— Description of the task —
From the line that contains "Query: black slab on pedestal" to the end of the entries, write out every line exactly, including both ends, and nothing more.

— Region pointing data —
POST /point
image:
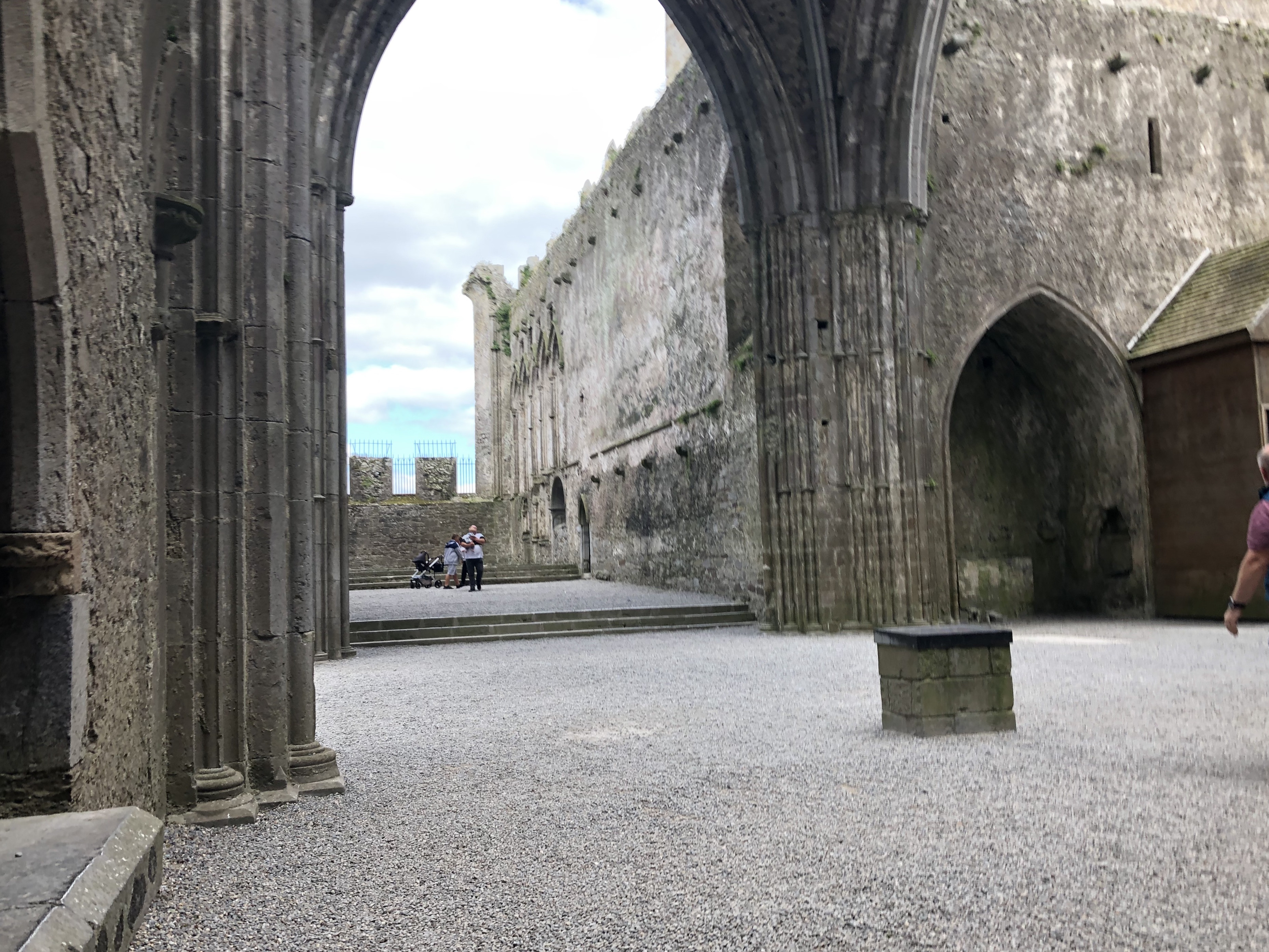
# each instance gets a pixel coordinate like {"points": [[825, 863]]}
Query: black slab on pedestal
{"points": [[943, 636]]}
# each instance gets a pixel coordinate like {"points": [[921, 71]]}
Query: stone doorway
{"points": [[559, 522], [1046, 464]]}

— Answer space —
Query: black slab on pedestal
{"points": [[943, 636]]}
# each instance gets a pixel coordinate like {"points": [[921, 71]]}
Query: stone doorway
{"points": [[559, 522], [1046, 464]]}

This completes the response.